AIM A =>
Rewrite the design thinking text from "Processes by which" up to and including "and social contexts.", putting "methods" in place of "procedures".

EXCERPT TO READ =>
———
= Design thinking =

Processes by which design concepts are developed

Design thinking refers to the set of cognitive, strategic and practical procedures used by designers in the process of designing, and to the body of knowledge that has been developed about how people reason when engaging with design problems.

Design thinking is also associated with prescriptions for the innovation of products and services within business and social contexts.

==Background==
Design thinking has a history extending from the 1950s and '60s, with roots in the study of design cognition and design methods. It has also been referred to as "designerly ways of knowing, thinking and acting" and as "designerly thinking". Many of the key concepts and aspects of design thinking have been identified through studies, across different design domains, of design cognition and design activity in both laboratory and natural contexts.

The term design thinking has been used to refer to a specific cognitive style (thinking like a designer), a general theory of design (a way of understanding how designers work), and a set of pedagogical resources (through which organisations or inexperienced designers can learn to approach complex problems in a designerly way). The different uses have given rise to some confusion in the use of the term.

==As a process of designing==
An iterative, non-linear process, design thinking includes activities such as context analysis, user testing, problem finding and framing, ideation and solution generating, creative thinking, sketching and drawing, prototyping, and evaluating.

Core features of design thinking include the abilities to:
- deal with different types of design problems, especially ill-defined and 'wicked' problems
- adopt solution-focused strategies
- use abductive and productive reasoning
- employ non-verbal, graphic/spatial modelling media, for example, sketching and prototyping.

===Wicked problems===

Designing deals with design problems that can be categorized on a spectrum of types of problems from well-defined problems to ill-defined ones to problems that are wickedly difficult. In the 2010s, the category of super wicked global problems emerged as well. Wicked problems have features such as no definitive formulation, no true/false solution, and a wide discrepancy between perspectives on the situation. Horst Rittel introduced the term in the context of design and planning, and with Melvin Webber contrasted this problem type with well-defined or "tame" cases where the problem is clear and the solution available through applying rules or technical knowledge. Rittel contrasted a formal rationalistic "first generation" of design methods in the 1950s and 1960s against the need for a participatory and informally argumentative "second generation" of design methods for the 1970s and beyond that would be more adequate for the complexity of wicked problems.
———
TASK INPUT =>
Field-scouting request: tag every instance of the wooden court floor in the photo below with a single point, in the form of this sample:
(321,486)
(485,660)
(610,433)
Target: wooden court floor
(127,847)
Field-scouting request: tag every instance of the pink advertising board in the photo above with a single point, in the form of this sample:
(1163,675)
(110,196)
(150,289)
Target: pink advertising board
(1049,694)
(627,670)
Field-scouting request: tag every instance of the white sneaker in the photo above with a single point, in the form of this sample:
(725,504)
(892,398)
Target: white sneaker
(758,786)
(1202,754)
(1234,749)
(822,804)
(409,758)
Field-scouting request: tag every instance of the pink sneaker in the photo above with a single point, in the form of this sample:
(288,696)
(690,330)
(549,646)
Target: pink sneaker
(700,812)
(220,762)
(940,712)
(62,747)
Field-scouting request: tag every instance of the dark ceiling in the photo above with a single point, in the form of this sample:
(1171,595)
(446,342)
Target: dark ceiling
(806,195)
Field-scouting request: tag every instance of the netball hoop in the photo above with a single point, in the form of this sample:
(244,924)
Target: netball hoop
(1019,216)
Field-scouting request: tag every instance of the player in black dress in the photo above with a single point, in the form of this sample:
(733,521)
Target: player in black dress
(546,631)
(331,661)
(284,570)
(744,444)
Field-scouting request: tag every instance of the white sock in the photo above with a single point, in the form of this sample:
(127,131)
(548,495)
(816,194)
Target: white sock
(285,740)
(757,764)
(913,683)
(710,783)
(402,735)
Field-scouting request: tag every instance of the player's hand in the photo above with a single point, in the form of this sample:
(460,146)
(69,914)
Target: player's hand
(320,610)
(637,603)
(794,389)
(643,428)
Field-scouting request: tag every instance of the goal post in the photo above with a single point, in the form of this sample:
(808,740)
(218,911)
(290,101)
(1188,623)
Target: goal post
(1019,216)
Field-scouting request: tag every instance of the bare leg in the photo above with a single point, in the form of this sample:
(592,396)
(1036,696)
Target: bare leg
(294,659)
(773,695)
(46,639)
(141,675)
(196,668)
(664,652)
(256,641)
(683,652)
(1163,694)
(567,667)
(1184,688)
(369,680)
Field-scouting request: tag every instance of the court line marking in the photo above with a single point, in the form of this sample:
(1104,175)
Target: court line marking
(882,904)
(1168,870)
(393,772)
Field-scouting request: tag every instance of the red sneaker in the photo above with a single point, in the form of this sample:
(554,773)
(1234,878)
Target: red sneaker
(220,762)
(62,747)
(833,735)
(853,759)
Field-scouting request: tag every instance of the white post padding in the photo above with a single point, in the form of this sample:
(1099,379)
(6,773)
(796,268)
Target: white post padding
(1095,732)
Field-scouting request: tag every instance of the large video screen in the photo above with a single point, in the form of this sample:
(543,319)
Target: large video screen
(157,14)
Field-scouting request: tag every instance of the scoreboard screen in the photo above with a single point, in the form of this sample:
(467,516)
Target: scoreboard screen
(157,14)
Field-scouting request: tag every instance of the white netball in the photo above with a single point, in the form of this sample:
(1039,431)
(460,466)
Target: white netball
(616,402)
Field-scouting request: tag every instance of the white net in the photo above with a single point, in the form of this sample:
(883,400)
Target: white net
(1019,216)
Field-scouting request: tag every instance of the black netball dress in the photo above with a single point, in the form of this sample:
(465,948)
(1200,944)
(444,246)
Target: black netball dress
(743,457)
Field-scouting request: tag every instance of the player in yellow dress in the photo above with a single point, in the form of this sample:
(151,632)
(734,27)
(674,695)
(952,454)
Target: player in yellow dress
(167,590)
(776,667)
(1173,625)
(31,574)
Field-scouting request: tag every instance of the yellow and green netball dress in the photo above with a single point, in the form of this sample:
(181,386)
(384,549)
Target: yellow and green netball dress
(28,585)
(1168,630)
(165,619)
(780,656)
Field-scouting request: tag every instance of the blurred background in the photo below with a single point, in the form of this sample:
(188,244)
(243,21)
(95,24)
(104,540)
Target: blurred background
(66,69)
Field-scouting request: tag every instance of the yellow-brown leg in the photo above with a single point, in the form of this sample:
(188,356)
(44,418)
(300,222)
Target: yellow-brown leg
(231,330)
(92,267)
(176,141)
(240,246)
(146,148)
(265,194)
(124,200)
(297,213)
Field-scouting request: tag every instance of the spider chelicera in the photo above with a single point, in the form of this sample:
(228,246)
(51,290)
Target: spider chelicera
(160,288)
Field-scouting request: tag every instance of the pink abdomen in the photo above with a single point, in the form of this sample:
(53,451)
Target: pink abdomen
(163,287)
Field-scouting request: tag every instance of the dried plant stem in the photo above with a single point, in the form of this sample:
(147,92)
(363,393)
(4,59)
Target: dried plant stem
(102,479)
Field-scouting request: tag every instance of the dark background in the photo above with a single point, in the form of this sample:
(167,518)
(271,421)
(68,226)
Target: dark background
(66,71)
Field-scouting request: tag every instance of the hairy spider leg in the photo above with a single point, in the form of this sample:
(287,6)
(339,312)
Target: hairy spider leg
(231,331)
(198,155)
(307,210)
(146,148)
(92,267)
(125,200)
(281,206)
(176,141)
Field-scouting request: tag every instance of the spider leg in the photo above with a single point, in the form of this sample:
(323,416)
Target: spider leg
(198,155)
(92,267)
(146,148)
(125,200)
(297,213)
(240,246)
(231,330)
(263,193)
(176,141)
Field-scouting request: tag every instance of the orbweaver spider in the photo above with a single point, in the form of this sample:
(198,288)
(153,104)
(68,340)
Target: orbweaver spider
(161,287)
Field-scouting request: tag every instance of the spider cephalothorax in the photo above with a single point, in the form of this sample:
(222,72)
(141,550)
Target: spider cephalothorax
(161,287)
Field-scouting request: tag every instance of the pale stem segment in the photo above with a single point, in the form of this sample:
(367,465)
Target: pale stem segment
———
AIM B =>
Identify each line in the records that contains the string "stem", and copy those lines out.

COMPLETE OUTPUT A =>
Processes by which design concepts are developed

Design thinking refers to the set of cognitive, strategic and practical methods used by designers in the process of designing, and to the body of knowledge that has been developed about how people reason when engaging with design problems.

Design thinking is also associated with prescriptions for the innovation of products and services within business and social contexts.

COMPLETE OUTPUT B =>
Field-scouting request: tag every instance of the dried plant stem in the photo above with a single point, in the form of this sample:
Target: dried plant stem
Field-scouting request: tag every instance of the pale stem segment in the photo above with a single point, in the form of this sample:
Target: pale stem segment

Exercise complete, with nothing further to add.